- _Page extract_:
================
Monitoring - Prometheus + Grafana¶

This homelab uses kube-prometheus-stack to provide cluster-wide metrics collection and dashboards. The stack is deployed via Flux CD as a Helm chart (HelmRelease) and runs entirely inside the k3s cluster.

Overview¶

Component	Purpose
Prometheus	Scrapes metrics from k3s nodes, pods, kubelet, kube-state-metrics, and external targets
Grafana	Dashboard UI - visualise Prometheus data
node-exporter	DaemonSet on every k3s node - exposes OS-level metrics (CPU, memory, disk, network)
kube-state-metrics	Exposes Kubernetes object state metrics (pod counts, deployment status, etc.)

Access URLs¶

Service	URL
Grafana	https://grafana.tailnet.ts.net
Prometheus	https://prometheus.tailnet.ts.net

Both are exposed via Tailscale Ingress - accessible only to tailnet members (no public internet exposure).
================
- _Recorded data_:
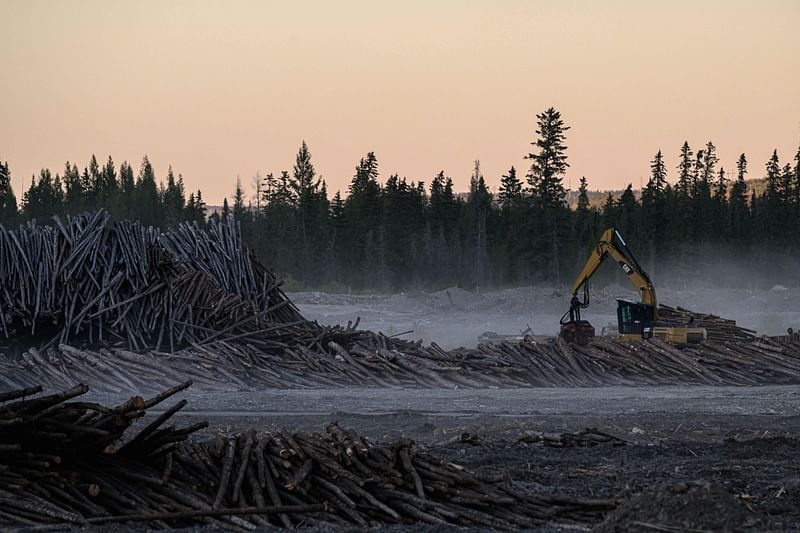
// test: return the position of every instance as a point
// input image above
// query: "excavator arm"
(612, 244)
================
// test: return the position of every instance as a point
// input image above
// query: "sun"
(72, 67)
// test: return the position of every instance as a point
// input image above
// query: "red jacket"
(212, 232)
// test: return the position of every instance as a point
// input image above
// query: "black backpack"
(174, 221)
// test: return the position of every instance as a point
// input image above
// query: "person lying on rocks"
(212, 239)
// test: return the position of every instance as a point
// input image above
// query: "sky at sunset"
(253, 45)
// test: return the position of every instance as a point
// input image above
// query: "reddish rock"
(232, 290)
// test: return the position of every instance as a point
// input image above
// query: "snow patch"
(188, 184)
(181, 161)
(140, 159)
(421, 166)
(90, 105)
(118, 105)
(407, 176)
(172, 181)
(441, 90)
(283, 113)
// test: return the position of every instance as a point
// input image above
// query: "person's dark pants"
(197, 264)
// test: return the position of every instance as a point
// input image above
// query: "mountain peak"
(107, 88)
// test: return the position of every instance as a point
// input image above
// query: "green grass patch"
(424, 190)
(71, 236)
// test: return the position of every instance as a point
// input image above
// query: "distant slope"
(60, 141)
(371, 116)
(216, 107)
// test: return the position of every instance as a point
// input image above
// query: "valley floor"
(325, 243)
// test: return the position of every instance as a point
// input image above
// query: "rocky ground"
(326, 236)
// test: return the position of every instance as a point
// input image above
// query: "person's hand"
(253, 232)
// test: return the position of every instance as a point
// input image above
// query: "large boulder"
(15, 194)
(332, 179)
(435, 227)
================
- _Required task 1_: From the monitoring page, reproduce everything from "Access URLs¶" down to "public internet exposure).".
- _Required task 2_: Condense the paragraph of the monitoring page beginning "This homelab uses kube-prometheus-stack" into a short bulleted list that keeps its main facts.
- _Required task 3_: Resume the monitoring page after its last sentence, keeping the same documentation style.

- _Task output 1_:
Access URLs¶

Service	URL
Grafana	https://grafana.tailnet.ts.net
Prometheus	https://prometheus.tailnet.ts.net

Both are exposed via Tailscale Ingress - accessible only to tailnet members (no public internet exposure).

- _Task output 2_:
- The homelab uses kube-prometheus-stack for cluster-wide metrics collection and dashboards.
- Flux CD deploys the stack as a Helm chart (HelmRelease).
- The stack runs entirely inside the k3s cluster.

- _Task output 3_:
Architecture¶

graph TD
    ne["k3s nodes<br/>(node-exporter DaemonSet)"] --> prom["Prometheus"]
    prom -->|scrapes| k8s["kubelet / kube-apiserver / kube-state-metrics"]
    prom -->|scrapes| gs["game-server:9100<br/>(node-exporter, via <game-server-ts-ip>)"]
    prom -->|queried by| grafana["Grafana"]

Manifests¶

File	Purpose
`k3s/manifests/monitoring/helmrelease.yaml`	Flux HelmRelease - Helm chart source + all values

All configuration lives in the HelmRelease's inline Helm values. To change any setting, edit that file and push to main. Flux reconciles within ~10 minutes.

Initial Setup (post-deploy)¶

1. Patch the Grafana admin password¶

The Flux HelmRelease ships with adminPassword: REPLACE_ME. After Flux creates the monitoring-grafana Secret, patch it with a real password:

kubectl patch secret monitoring-grafana -n monitoring --type=merge \
  -p '{"stringData":{"admin-password":"your-secure-password"}}'

Do not use kubectl apply

Flux uses Server-Side Apply. Always use kubectl patch --type=merge to avoid field ownership conflicts.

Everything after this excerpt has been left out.